* SOURCE TEXT
========================================

I used to read a lot and now moved on to comics. I still read slice of life (lucky star, k-on etc) and I'm collecting dragon ball z


----------



## nordlund63 (Jul 24, 2012)

I've read a lot. Perhaps too much. But my favorites are Berserk, Battle Angel Alita, Gantz, and Lucifer and the Biscuit Hammer. 

Gantz has really gone downhill lately, and Berserk and Battle Angel update at a glacial pace, but hey, what can you do.


----------



## Rocksteady (Jul 26, 2012)

I love reading manga. Mostly like fantasy one but, I'll read just about anything.

The ones I always stay up to date with are: 
-Fairy Tail
-Bleach
-Ubel Blatt
-Freezing
-GE-Good Ending
-Hayate the Combat Butler
-D.Gray-Man
-Kenichi
-Skip Beat

These are just some. I think in about the last 2 weeks I went through about 2 complete series of manga and 1 that is still going (Suzuka. Kimi No Iru Machi [which is still going and follow] and nodame cantabile)


----------



## mestika (Mar 24, 2012)

A question for all manga reader: *What is (are) your fave demographic group(s)? Shounen, shoujo, seinen, or josei?*
@Rocksteady Finally, a male reader who reads shoujo manga ^_^ What do you think about Skip Beat and Nodame Cantabile?


----------



## nordlund63 (Jul 24, 2012)

mestika said:


> A question for all manga reader: *What is (are) your fave demographic group(s)? Shounen, shoujo, seinen, or josei?*
> @_Rocksteady_ Finally, a male reader who reads shoujo manga ^_^ What do you think about Skip Beat and Nodame Cantabile?


Mostly seinen and a little shounen, but the shounen is usually borderline seinen anyway.


----------



## Rocksteady (Jul 26, 2012)

mestika said:


> A question for all manga reader: *What is (are) your fave demographic group(s)? Shounen, shoujo, seinen, or josei?*
> @_Rocksteady_ Finally, a male reader who reads shoujo manga ^_^ What do you think about Skip Beat and Nodame Cantabile?


I've read Nodame Cantabile completely in about 5-6 days, I though it was really good. I definitely liked how the story played out and how the two main characters were perfect balances for each other.

========================================

* PROVIDED MATERIAL
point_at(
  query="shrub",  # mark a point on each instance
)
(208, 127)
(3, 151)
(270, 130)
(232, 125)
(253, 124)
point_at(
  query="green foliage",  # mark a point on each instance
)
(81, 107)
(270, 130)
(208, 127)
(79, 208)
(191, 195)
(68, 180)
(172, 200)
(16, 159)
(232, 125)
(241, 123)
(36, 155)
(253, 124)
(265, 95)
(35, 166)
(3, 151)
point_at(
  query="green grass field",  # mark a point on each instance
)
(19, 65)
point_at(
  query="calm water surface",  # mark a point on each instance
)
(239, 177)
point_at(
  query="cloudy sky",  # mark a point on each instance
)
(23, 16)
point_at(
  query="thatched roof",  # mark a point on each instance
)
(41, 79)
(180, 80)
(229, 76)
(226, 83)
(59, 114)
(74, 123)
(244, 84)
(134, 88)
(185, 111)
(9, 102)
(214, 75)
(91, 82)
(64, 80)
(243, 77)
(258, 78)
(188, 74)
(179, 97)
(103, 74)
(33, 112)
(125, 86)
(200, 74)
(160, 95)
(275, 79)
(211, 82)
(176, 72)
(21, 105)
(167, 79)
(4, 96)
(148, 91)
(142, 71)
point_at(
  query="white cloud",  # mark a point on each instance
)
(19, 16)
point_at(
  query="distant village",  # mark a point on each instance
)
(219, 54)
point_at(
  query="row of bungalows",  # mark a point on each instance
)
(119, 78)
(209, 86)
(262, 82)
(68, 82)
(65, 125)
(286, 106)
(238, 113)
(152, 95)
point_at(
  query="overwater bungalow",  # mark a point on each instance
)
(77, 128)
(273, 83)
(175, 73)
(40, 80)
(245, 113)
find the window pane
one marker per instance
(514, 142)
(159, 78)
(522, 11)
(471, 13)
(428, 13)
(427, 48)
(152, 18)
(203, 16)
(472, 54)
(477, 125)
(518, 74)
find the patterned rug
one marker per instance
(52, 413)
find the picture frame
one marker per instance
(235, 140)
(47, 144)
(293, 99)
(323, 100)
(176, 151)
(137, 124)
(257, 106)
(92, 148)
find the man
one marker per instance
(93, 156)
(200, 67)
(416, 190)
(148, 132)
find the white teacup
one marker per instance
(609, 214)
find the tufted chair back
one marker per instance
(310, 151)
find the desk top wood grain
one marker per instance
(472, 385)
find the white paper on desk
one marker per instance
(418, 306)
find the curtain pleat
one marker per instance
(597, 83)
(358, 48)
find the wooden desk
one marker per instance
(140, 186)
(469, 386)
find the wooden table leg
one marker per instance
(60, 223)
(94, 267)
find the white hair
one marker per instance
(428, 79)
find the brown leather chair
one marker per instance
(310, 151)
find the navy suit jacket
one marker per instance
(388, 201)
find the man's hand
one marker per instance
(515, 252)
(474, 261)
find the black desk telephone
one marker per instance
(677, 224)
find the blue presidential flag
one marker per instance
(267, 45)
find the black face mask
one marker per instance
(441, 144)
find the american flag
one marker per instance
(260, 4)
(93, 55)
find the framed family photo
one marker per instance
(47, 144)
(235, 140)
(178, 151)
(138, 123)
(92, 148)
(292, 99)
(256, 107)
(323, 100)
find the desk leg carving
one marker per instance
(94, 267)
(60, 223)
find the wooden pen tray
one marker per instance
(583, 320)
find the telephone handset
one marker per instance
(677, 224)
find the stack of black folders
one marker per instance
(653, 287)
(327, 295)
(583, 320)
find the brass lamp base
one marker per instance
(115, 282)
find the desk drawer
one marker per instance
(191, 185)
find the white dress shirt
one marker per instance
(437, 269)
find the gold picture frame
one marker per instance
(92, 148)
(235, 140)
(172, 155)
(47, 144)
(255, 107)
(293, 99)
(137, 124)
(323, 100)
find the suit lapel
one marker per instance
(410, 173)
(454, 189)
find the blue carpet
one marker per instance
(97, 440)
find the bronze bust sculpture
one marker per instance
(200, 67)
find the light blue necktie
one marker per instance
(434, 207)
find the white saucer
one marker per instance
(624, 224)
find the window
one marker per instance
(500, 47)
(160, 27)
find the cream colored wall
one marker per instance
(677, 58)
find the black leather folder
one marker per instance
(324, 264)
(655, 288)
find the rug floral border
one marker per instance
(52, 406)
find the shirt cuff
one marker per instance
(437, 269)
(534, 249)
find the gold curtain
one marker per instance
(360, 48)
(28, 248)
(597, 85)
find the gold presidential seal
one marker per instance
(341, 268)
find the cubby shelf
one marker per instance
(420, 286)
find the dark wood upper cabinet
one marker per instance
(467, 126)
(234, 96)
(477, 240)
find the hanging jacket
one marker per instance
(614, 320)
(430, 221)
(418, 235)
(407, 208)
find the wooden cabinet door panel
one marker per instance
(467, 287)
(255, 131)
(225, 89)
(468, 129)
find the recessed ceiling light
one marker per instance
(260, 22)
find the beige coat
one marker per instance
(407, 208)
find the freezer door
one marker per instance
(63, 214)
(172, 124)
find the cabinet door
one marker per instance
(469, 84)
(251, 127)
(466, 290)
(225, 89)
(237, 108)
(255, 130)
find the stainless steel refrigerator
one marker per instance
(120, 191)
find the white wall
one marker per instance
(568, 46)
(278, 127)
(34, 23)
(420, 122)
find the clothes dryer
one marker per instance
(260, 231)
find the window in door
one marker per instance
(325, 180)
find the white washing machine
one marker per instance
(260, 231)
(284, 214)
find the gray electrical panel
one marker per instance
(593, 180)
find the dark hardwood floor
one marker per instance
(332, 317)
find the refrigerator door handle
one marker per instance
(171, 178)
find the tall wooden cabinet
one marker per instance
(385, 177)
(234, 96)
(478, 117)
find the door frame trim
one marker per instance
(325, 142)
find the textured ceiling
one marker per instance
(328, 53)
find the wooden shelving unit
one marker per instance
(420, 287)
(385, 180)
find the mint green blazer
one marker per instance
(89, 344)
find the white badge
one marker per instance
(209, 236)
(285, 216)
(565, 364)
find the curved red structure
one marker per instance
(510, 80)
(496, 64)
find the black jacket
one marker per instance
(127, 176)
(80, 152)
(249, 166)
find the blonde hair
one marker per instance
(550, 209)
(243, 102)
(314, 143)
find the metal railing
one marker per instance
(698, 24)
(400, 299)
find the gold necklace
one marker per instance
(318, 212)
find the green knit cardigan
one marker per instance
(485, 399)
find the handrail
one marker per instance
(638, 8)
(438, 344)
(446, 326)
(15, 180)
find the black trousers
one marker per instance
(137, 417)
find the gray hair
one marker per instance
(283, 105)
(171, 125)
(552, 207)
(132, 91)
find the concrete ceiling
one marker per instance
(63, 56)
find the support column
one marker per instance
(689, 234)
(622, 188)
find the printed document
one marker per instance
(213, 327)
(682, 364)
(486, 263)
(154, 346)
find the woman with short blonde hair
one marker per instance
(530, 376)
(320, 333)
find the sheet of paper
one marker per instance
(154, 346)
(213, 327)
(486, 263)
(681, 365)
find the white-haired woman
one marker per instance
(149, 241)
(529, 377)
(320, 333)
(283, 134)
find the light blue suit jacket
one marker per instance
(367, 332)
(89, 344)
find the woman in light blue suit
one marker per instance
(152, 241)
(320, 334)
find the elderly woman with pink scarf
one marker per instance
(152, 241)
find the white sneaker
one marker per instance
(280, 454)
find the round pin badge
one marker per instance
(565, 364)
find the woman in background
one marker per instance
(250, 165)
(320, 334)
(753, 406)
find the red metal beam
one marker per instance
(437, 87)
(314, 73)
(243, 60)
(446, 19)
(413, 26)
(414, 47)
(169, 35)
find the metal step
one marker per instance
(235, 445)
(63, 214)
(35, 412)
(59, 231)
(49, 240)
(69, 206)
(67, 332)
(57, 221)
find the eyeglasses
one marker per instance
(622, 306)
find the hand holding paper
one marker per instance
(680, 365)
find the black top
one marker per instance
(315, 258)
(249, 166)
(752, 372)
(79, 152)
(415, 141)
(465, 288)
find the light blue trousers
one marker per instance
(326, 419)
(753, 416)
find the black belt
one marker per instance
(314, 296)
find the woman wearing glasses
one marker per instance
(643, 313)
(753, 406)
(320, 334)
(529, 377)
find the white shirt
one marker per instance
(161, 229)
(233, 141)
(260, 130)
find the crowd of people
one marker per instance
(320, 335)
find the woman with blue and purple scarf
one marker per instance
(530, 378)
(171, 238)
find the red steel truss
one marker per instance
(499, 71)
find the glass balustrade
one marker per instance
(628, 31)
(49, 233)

========================================

* WHAT YOU WILL DO
• A. In the manga thread, how long did Rocksteady take to read Nodame Cantabile completely?
• B. Rewrite the part of the entries that opens with the line containing "find the white sneaker" and closes with the last line of the entries, swapping "woman" for "person" wherever it occurs and leaving everything else unchanged.

* ANSWERS IN ORDER
• A. About 5-6 days.

• B.
find the white sneaker
one marker per instance
(280, 454)
find the round pin badge
one marker per instance
(565, 364)
find the person in background
one marker per instance
(250, 165)
(320, 334)
(753, 406)
find the red metal beam
one marker per instance
(437, 87)
(314, 73)
(243, 60)
(446, 19)
(413, 26)
(414, 47)
(169, 35)
find the metal step
one marker per instance
(235, 445)
(63, 214)
(35, 412)
(59, 231)
(49, 240)
(69, 206)
(67, 332)
(57, 221)
find the eyeglasses
one marker per instance
(622, 306)
find the hand holding paper
one marker per instance
(680, 365)
find the black top
one marker per instance
(315, 258)
(249, 166)
(752, 372)
(79, 152)
(415, 141)
(465, 288)
find the light blue trousers
one marker per instance
(326, 419)
(753, 416)
find the black belt
one marker per instance
(314, 296)
find the person wearing glasses
one marker per instance
(643, 313)
(753, 406)
(320, 334)
(529, 377)
find the white shirt
one marker per instance
(161, 229)
(233, 141)
(260, 130)
find the crowd of people
one marker per instance
(320, 335)
find the person with blue and purple scarf
one marker per instance
(530, 378)
(171, 238)
find the red steel truss
one marker per instance
(499, 71)
find the glass balustrade
one marker per instance
(628, 31)
(49, 233)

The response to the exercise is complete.